## Selected extract
▬▬▬

From different international organisations and government agencies, the problem is seen with concern and, in some cases, mechanisms and resources are available for urgent assistance and support.

But it is very important to emphasise that it is women’s organisations who are playing a fundamental role, being able to disseminate government programmes that provide assistance for different types of violence and being the main agents with the capacity to detect risky situations and to support complaints of acts of violence. That is why it is imperative to strengthen these organisations, so that they are in a position to fulfil this role and extend the support and prevention of violence to multiple areas.

 The tip of the iceberg

Although these situations are extreme, and produced in an “atypical” context, they are not new and only show us the crudest and most grotesque face of a patriarchal society. A society that is horrified by femicides but it does not stop supporting and allowing the conditions for them to happen. If we pay close attention, we can find out that we are only looking at the tip of a large iceberg, in which multiple inequalities underlie.

The tasks of caring and reproduction of daily life are a fundamental knot of many inequalities. For instance, mostly women are on the front lines of health care in the face of covid-19 disease (nurses, doctors, social workers, psychologists, cleaning staff in hospitals, and a long etcetera). According to statistics from the World Health Organization (WHO), 70 percent of the world’s social health staff are female. However, the agency points out, half of the contribution of women to global health, which is equivalent to three trillion dollars a year, is unpaid.[3]

On the other hand, due to virtual classes and the lockdown of schools, domestic and childcare duties were multiplied and they now take full time. These tasks, which have historically been invisible and devalued, in the context of confinement are a priority and they are being absorbed almost exclusively by families and, within them, by women.

Finally, it is necessary to think about the full bodily autonomy of women and LBTIQ+ people, a pending matter that we have as a society. In this context of health emergency, the barriers to access to sexual and reproductive health are exacerbated. These rights already guaranteed by the different legal systems are being questioned or even violated. This produces considerable risks and violence on women, young people, children and LBTIQ + people.

▬▬▬

Stored data entries

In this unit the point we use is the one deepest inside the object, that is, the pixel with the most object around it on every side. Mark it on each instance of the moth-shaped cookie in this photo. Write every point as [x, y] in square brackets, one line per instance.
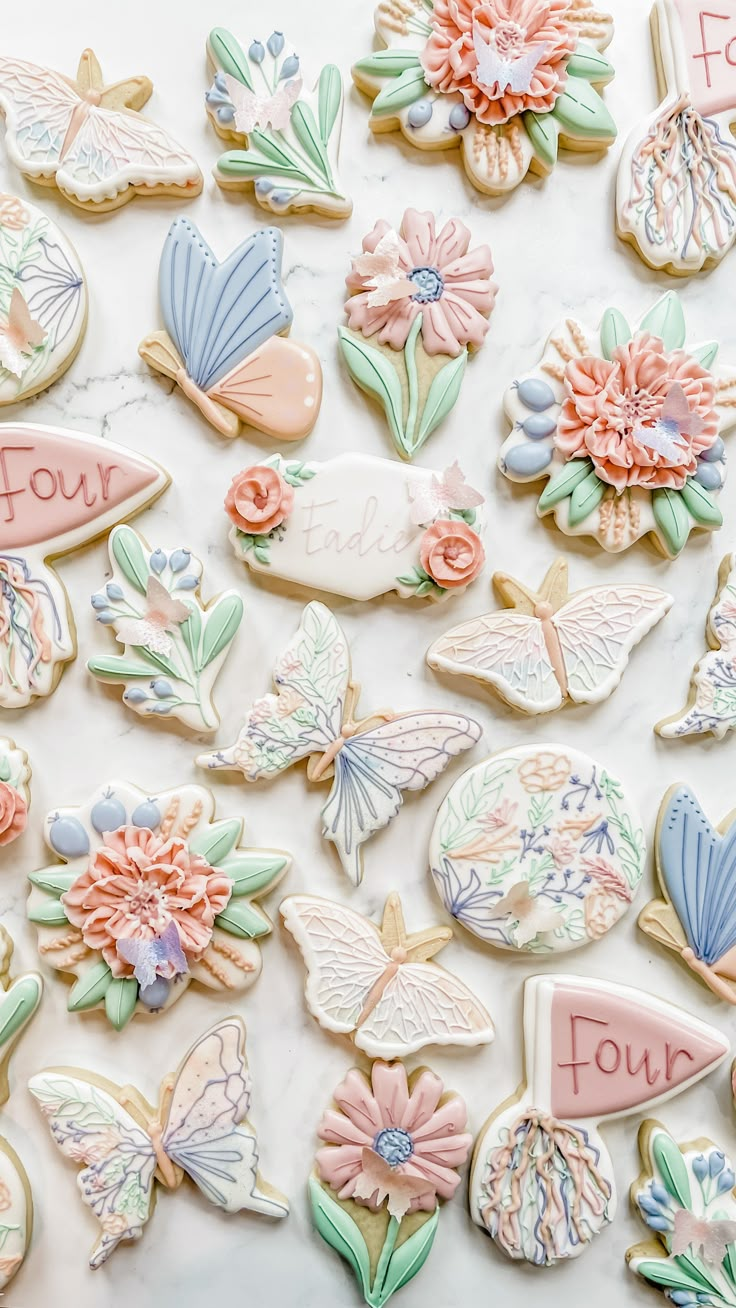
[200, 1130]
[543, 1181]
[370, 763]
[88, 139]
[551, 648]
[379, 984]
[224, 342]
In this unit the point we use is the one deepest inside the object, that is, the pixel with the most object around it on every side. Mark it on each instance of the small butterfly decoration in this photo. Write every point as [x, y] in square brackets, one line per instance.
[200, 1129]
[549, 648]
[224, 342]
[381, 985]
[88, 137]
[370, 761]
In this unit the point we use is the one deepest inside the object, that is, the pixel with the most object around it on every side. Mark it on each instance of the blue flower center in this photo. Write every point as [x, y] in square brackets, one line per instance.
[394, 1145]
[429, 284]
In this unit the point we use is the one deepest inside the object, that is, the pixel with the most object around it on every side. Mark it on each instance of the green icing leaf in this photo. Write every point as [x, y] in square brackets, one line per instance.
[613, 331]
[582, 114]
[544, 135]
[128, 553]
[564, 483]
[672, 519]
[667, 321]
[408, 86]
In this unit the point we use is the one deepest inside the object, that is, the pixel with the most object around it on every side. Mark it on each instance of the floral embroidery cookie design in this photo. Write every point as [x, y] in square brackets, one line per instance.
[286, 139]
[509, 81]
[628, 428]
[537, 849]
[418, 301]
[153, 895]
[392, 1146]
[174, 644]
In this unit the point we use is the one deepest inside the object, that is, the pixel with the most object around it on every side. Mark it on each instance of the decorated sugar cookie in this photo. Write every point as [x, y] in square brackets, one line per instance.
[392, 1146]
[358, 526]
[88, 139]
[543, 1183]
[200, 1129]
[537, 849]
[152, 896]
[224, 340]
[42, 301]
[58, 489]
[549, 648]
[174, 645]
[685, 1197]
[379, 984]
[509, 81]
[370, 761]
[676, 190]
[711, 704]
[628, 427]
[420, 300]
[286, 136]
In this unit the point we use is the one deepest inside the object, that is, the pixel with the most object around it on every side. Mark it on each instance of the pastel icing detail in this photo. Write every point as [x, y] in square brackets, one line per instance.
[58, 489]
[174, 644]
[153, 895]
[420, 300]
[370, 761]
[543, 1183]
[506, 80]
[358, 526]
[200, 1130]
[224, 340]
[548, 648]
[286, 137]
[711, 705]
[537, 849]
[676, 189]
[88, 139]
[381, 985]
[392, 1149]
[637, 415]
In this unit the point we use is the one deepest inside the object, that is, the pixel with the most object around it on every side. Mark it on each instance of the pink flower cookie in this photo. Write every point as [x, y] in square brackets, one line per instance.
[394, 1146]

▬▬▬

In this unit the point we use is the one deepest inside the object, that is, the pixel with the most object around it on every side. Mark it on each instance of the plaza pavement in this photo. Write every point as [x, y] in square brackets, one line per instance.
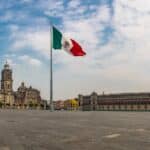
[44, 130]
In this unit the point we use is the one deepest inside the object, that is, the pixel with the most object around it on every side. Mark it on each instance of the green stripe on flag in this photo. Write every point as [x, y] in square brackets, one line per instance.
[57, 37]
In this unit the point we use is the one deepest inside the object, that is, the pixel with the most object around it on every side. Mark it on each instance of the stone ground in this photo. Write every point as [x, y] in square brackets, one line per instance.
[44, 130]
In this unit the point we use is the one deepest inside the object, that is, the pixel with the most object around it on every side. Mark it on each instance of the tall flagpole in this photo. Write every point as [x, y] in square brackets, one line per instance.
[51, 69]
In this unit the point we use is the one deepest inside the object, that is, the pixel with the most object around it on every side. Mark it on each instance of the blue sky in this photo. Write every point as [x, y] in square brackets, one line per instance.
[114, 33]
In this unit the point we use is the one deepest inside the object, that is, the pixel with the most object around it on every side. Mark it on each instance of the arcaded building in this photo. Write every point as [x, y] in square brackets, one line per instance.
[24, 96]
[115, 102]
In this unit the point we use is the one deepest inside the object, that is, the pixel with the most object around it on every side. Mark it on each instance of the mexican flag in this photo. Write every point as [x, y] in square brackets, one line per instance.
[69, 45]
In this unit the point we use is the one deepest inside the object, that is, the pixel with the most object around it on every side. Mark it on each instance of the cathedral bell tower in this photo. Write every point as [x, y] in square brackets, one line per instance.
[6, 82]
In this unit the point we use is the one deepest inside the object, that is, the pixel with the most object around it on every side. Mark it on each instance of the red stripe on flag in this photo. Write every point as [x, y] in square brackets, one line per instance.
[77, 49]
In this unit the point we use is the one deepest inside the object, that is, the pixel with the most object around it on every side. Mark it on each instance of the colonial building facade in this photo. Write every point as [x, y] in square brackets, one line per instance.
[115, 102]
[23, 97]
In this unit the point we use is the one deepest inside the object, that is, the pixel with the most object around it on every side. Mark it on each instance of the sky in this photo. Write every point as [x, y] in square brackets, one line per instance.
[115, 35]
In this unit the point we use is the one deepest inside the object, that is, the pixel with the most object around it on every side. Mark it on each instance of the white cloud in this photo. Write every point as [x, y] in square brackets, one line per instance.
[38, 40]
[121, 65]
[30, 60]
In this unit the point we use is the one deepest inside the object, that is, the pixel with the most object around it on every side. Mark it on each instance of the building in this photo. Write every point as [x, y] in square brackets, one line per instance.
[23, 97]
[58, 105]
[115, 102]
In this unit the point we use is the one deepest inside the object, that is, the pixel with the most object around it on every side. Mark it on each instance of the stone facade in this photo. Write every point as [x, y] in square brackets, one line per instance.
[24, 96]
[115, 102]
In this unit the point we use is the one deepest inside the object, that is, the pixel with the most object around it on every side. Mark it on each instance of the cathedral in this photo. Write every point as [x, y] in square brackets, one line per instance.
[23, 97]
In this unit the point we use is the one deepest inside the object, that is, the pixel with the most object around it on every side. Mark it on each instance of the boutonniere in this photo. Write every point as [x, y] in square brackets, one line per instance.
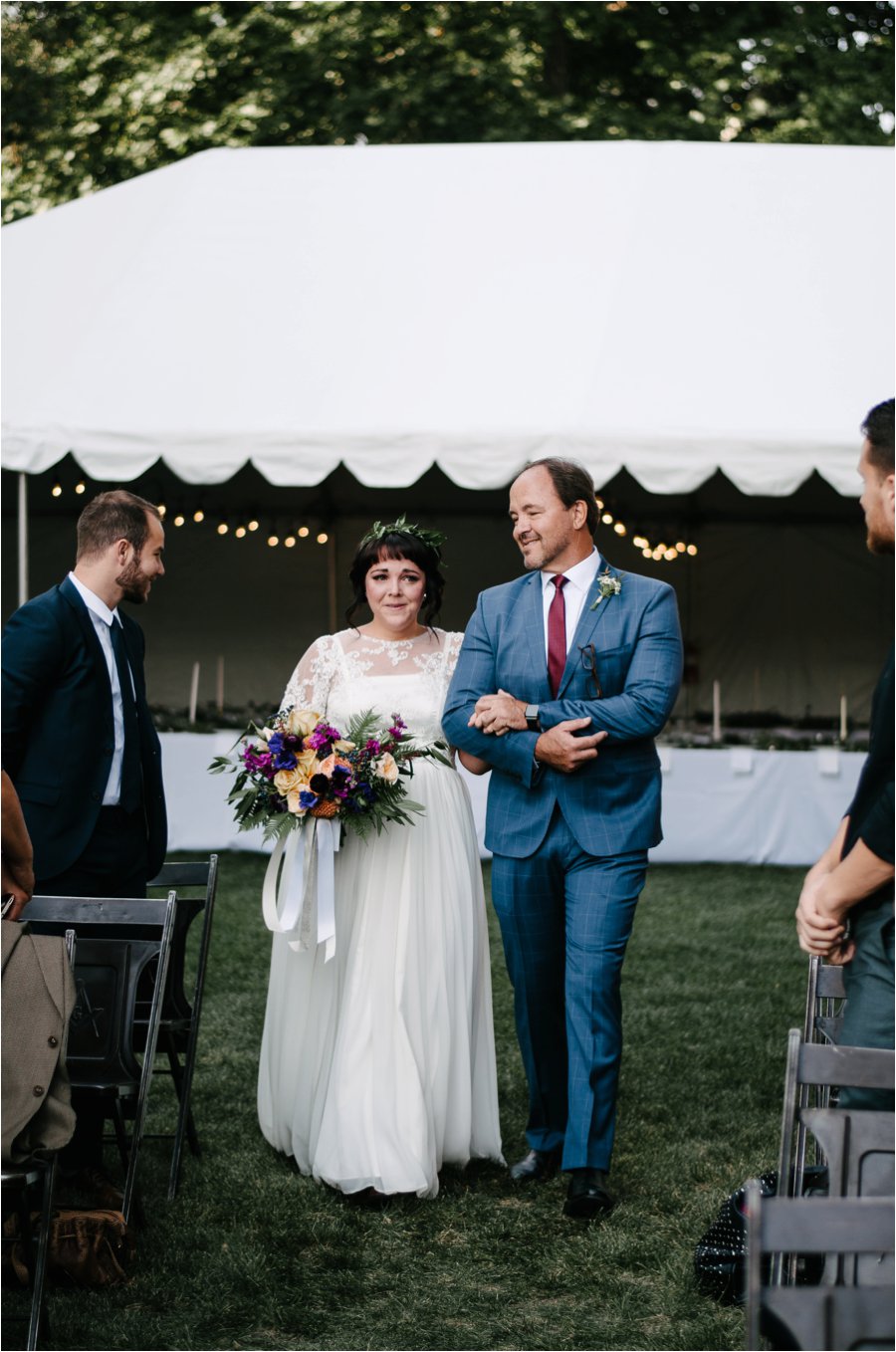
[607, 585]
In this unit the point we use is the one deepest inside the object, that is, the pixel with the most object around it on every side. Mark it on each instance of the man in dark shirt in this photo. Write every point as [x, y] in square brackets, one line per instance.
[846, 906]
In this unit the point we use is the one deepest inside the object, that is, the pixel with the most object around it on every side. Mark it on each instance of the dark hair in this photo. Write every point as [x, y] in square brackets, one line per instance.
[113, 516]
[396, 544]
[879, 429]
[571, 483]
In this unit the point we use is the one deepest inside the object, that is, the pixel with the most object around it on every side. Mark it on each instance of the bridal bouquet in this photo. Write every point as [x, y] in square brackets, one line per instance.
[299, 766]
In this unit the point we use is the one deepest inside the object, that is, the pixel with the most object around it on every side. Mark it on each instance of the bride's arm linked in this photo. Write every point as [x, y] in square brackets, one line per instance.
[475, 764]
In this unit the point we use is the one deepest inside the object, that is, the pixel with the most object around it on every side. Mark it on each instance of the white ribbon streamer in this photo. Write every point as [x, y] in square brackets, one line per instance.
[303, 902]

▬▬▬

## Activity list
1. Set down the piece on gender violence and inequality word for word, from "Finally, it is" up to and including "LBTIQ + people.".
2. Take the piece on gender violence and inequality further, starting right after its last sentence.
This material comes from a different source.

## Answers by task
1.
Finally, it is necessary to think about the full bodily autonomy of women and LBTIQ+ people, a pending matter that we have as a society. In this context of health emergency, the barriers to access to sexual and reproductive health are exacerbated. These rights already guaranteed by the different legal systems are being questioned or even violated. This produces considerable risks and violence on women, young people, children and LBTIQ + people.

2.
Even though access to contraceptive methods cannot be interrupted, and legal interruptions of pregnancy has very fixed terms, since these rights are understood by the WHO as an essential service, real access to them is seriously compromised. On the one hand, a large part of the health system has been reassigned to work on covid-19 services. On the other hand, the issue is difficult to tackle because it continues being a taboo. “More than 47 million people with childbearing capacity, in 114 low- and middle-income countries, could lose their access to contraceptives, which could lead to seven million unintended pregnancies in the coming months worldwide if isolation lasts 6 months”[4], a report by the United Nations Population Fund (UNFPA for its acronym in English) warns.

Perhaps this challenging context is a good time to reflect. The feminist movement, represented by the green and purple tide, has given our society important tools to look at reality, make inequalities visible and expose the relations of power and domination around gender. This may make you uncomfortable, or create resistance to question privileges. But we are in unprecedented circumstances to bring to light the obvious inequalities and work on the redistribution of domestic and care tasks, the construction of new masculinities, the deconstruction of gender stereotypes, the deepening of comprehensive sexual education and the shaping of more equitable relationships, dismantling what hurts us today to put something new back together, something fairer for everyone.

* Coordinator of the Violence-Free Networks and Alliances – REDAL and Vivas Nos Queremos programmes.